## TASK TO CARRY OUT
Repeat word for word everything from the line containing "Reviewer note: every instance of the treeline" to the end of the listing, first and last lines included, and only that.

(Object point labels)
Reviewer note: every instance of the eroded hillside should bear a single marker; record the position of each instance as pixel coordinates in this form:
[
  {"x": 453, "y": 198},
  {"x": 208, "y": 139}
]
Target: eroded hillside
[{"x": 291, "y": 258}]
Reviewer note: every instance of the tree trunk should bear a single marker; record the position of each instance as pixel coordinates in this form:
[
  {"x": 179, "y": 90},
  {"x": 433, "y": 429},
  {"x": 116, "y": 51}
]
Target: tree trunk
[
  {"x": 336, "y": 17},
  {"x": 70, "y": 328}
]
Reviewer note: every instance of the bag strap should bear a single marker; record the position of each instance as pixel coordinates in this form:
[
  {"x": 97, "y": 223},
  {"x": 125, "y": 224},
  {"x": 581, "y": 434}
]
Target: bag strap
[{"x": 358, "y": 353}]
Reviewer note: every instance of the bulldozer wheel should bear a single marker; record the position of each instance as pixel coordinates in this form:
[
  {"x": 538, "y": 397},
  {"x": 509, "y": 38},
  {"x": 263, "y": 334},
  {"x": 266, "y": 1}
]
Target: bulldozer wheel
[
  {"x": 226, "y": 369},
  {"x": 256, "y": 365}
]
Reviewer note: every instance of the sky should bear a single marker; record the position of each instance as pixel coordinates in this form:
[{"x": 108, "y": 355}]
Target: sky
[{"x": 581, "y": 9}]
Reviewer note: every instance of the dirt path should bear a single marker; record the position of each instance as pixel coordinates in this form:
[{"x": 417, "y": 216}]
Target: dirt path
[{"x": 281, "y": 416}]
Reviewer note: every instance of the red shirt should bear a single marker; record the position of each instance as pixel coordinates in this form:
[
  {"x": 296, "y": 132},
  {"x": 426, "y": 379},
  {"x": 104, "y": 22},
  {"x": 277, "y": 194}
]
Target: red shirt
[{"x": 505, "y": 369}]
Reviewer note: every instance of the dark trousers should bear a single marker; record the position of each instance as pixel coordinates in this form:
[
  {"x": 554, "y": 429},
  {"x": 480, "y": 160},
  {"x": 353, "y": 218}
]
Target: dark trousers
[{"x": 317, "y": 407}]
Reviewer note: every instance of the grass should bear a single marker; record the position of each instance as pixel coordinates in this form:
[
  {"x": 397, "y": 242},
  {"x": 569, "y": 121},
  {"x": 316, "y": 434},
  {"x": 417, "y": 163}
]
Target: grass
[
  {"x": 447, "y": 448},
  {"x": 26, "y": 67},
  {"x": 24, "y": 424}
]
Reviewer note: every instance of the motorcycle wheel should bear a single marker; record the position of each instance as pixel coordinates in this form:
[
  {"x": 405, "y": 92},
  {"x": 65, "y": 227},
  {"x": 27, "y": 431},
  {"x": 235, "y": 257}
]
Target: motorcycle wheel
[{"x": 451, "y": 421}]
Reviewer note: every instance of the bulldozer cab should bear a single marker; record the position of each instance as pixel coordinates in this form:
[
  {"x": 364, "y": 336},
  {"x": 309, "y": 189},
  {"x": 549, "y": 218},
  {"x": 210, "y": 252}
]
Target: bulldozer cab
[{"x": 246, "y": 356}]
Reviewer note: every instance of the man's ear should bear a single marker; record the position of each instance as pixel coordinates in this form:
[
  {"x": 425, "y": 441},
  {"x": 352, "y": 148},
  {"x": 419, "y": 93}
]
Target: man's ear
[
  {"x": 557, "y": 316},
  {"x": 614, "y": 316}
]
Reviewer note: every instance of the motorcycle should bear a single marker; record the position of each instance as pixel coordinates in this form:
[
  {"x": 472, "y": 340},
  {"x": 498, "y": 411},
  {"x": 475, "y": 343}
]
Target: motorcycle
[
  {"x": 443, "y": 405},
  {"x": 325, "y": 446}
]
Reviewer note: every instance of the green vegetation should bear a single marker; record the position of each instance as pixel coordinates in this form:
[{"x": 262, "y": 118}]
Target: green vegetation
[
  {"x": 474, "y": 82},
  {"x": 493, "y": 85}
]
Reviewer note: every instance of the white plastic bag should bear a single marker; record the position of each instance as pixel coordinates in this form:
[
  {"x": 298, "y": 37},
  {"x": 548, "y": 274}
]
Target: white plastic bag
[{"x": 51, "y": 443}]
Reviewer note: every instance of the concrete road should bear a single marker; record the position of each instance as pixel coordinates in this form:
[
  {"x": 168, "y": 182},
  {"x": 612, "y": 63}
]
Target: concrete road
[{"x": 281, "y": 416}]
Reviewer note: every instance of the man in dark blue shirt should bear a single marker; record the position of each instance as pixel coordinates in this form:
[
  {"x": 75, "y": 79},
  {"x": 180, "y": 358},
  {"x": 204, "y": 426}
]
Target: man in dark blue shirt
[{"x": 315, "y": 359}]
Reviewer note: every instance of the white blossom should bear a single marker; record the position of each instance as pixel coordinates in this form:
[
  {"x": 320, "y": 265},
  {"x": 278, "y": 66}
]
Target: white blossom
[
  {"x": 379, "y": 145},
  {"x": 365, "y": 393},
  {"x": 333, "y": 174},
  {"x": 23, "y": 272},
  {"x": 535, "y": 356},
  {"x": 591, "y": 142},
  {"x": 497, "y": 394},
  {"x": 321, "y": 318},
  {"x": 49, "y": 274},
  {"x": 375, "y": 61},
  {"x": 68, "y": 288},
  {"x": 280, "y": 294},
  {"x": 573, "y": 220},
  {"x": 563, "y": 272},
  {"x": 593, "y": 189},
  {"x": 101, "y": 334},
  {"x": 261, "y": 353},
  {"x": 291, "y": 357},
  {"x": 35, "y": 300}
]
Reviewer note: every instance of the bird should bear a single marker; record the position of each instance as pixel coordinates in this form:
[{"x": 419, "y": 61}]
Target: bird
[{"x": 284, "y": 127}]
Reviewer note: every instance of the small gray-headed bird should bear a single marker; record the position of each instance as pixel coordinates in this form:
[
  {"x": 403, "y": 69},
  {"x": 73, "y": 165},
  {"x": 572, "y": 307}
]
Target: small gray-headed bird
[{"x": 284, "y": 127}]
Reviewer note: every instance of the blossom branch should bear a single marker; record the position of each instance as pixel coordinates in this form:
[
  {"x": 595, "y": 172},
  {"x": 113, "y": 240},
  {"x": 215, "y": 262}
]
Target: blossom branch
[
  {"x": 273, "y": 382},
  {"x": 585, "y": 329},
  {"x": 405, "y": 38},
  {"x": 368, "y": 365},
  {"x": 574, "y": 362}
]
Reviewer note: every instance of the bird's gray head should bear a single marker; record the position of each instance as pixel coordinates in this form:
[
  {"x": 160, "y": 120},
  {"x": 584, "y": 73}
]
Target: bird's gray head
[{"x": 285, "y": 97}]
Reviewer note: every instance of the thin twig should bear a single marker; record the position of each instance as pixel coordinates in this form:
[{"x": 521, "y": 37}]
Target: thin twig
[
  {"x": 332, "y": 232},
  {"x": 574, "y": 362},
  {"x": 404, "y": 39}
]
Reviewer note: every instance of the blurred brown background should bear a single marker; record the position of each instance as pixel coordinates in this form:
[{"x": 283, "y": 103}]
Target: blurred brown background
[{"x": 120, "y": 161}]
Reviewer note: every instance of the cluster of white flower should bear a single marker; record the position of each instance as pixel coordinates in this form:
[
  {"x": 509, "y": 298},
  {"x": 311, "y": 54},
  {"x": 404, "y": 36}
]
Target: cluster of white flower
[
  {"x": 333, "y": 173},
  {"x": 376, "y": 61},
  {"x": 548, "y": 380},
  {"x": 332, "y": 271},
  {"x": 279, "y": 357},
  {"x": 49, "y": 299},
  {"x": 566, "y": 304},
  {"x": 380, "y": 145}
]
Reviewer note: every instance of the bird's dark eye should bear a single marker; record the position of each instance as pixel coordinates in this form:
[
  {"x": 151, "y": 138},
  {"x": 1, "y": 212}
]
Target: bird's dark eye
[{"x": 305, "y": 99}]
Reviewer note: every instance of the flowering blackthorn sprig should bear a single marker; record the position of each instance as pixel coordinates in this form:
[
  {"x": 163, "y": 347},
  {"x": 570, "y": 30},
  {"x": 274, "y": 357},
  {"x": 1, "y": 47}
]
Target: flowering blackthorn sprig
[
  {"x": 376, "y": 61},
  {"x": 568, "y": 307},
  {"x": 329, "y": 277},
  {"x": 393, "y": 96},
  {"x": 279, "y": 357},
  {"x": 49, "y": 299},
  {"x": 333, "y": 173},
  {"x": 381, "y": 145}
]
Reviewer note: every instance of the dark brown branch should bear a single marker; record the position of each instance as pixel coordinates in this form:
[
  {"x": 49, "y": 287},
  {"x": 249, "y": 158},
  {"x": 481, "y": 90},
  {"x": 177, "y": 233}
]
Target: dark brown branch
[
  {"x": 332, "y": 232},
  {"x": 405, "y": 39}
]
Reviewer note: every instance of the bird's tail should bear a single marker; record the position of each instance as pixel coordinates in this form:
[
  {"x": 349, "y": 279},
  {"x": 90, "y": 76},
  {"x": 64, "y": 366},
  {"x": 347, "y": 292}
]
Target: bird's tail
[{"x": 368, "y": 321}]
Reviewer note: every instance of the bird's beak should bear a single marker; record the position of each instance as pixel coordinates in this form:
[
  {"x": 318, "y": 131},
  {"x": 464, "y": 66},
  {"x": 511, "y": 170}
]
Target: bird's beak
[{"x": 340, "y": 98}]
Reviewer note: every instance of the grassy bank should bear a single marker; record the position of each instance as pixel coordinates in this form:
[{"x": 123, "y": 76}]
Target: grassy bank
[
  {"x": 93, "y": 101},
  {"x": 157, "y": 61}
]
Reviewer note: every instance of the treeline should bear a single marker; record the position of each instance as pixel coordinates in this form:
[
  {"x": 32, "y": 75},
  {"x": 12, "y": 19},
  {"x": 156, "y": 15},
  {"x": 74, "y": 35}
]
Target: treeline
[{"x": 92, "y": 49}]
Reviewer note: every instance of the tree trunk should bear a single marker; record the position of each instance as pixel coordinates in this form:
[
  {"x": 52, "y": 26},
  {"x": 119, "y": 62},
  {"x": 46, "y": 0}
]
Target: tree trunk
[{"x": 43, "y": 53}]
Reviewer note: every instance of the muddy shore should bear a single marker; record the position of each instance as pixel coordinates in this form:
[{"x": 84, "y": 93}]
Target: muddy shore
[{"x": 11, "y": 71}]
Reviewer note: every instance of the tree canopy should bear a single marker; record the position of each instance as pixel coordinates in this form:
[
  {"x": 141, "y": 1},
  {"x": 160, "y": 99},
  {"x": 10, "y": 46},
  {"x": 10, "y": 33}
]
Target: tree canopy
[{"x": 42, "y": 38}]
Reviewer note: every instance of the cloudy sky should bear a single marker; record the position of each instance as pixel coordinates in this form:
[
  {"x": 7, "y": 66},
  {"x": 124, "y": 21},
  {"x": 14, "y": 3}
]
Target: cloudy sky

## ANSWER BELOW
Reviewer note: every instance of the treeline should bear a single marker; record the position of each instance as pixel coordinates in this form:
[
  {"x": 32, "y": 75},
  {"x": 12, "y": 19},
  {"x": 156, "y": 15},
  {"x": 74, "y": 35}
]
Target: treeline
[{"x": 92, "y": 49}]
Reviewer note: every instance of the tree trunk should bear a single marker; record the position of each instance as pixel coordinates in this form:
[
  {"x": 52, "y": 26},
  {"x": 119, "y": 62},
  {"x": 46, "y": 0}
]
Target: tree trunk
[{"x": 43, "y": 53}]
Reviewer note: every instance of the muddy shore should bear a single marker; record the position of each instance as pixel coordinates in this form:
[{"x": 84, "y": 93}]
Target: muddy shore
[{"x": 11, "y": 71}]
Reviewer note: every instance of the tree canopy should bear a single marker; record the position of each instance as pixel coordinates in this form:
[
  {"x": 141, "y": 1},
  {"x": 160, "y": 99},
  {"x": 10, "y": 46},
  {"x": 10, "y": 33}
]
Target: tree canopy
[{"x": 42, "y": 38}]
Reviewer note: every instance of the cloudy sky should bear a single marker; record the position of each instance as pixel coordinates in this form:
[
  {"x": 7, "y": 66},
  {"x": 124, "y": 21},
  {"x": 14, "y": 3}
]
Target: cloudy sky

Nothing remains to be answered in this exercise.